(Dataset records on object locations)
++++

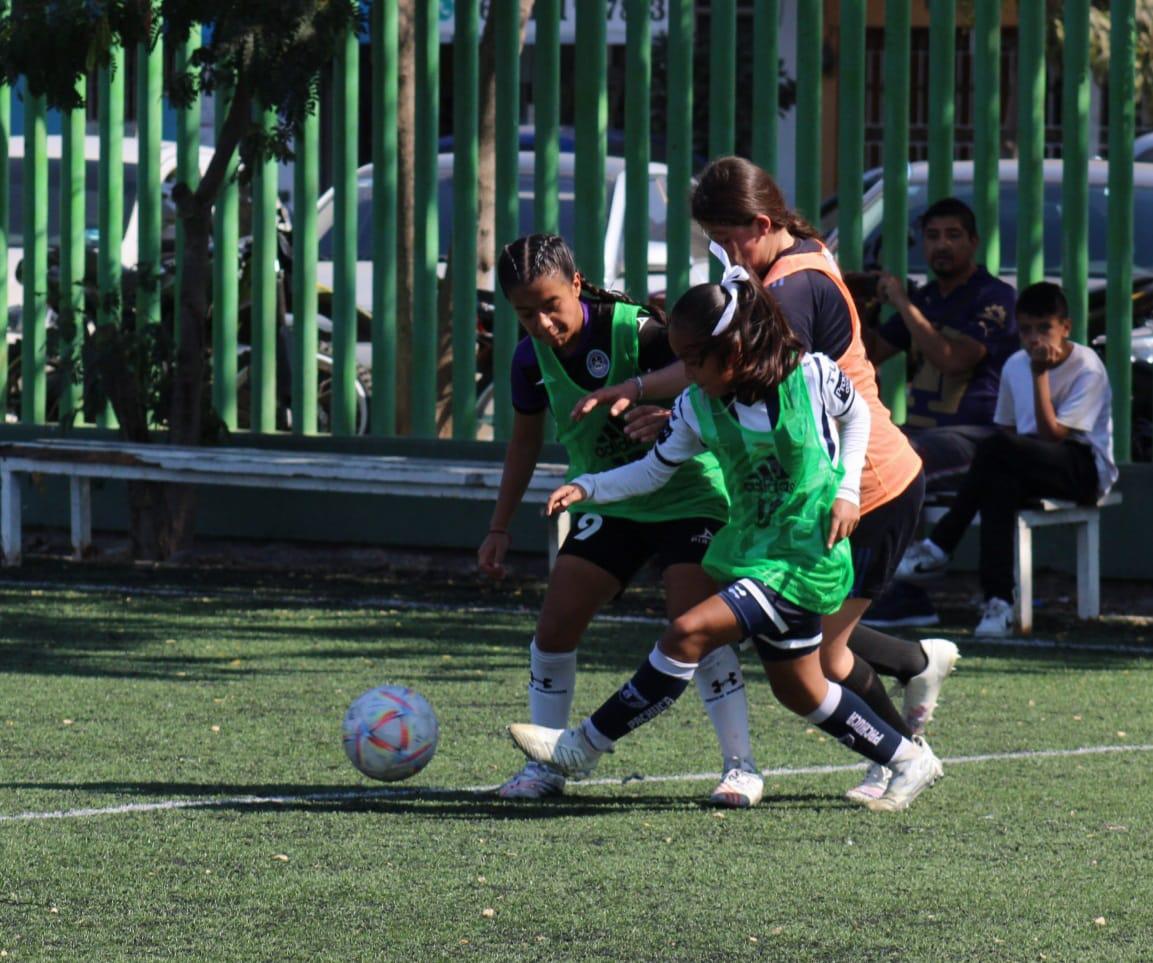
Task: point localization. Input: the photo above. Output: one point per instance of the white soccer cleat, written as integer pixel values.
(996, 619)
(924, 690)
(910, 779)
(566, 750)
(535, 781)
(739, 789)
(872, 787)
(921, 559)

++++

Goal: Copy every record above exactly, line for line, but leave out the pictures.

Solution for this exercise:
Task: point localization. Input: the photo above. Output: one point per instance of the white soccer cleat, written as integer pixel values.
(996, 619)
(924, 690)
(910, 779)
(566, 750)
(535, 781)
(739, 789)
(872, 787)
(921, 559)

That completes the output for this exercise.